Task to carry out » Pictures should not appear in the copy; the records themselves must be written out exactly.

[Records from a collection]
++++++++++

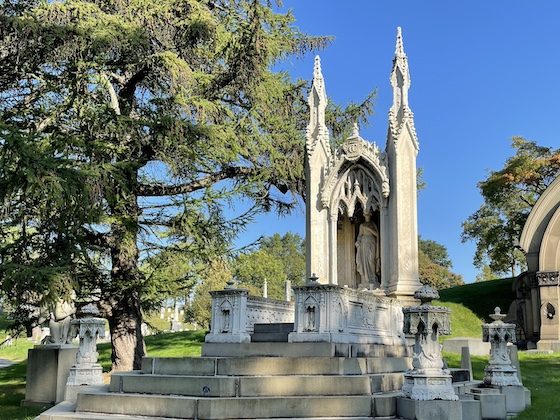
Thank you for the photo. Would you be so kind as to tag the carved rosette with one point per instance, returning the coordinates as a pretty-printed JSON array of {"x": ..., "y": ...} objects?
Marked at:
[
  {"x": 427, "y": 380},
  {"x": 548, "y": 278},
  {"x": 499, "y": 371}
]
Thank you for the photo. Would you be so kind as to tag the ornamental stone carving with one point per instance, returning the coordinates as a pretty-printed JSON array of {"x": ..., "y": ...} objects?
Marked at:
[
  {"x": 499, "y": 371},
  {"x": 427, "y": 380},
  {"x": 548, "y": 278},
  {"x": 89, "y": 326}
]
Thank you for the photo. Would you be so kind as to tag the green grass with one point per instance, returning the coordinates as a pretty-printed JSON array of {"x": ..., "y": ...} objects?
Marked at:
[
  {"x": 12, "y": 378},
  {"x": 481, "y": 298},
  {"x": 464, "y": 322},
  {"x": 179, "y": 344},
  {"x": 539, "y": 373}
]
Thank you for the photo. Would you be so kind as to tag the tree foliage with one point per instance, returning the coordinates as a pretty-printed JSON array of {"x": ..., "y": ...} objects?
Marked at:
[
  {"x": 509, "y": 194},
  {"x": 434, "y": 265},
  {"x": 277, "y": 259},
  {"x": 125, "y": 128}
]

++++++++++

Response area »
Thank you for the photo. Would you be so kind as to tag the carved rosette with one point per instance, returning the coordinates as a pretty-printed JSON array of {"x": ..., "y": ...} objects?
Marked at:
[
  {"x": 427, "y": 380},
  {"x": 548, "y": 278},
  {"x": 499, "y": 371}
]
Thank you for the photo. Would you be so kind as to tag the ornamental stone carving with one point per instance, returning the coordinates as a pretty-printed JSON array of {"x": ..., "y": ...} objects?
Marked at:
[
  {"x": 499, "y": 371},
  {"x": 427, "y": 380},
  {"x": 548, "y": 278},
  {"x": 89, "y": 326}
]
Thank you for the photo. Would you be so kind as to tag the green grass with one point per instance, returning the coordinates as a pretty-printed JSON array of {"x": ..., "y": ...} objects?
Marked at:
[
  {"x": 12, "y": 378},
  {"x": 481, "y": 298},
  {"x": 464, "y": 322},
  {"x": 179, "y": 344},
  {"x": 539, "y": 373}
]
Thank you for the photo. Would you be so kind as to tag the tree foliage with one point per instance, returning the coordinates as a pretty-printed JSON array of {"x": ..., "y": ...} objects?
Marked at:
[
  {"x": 509, "y": 194},
  {"x": 434, "y": 265},
  {"x": 277, "y": 259},
  {"x": 125, "y": 128}
]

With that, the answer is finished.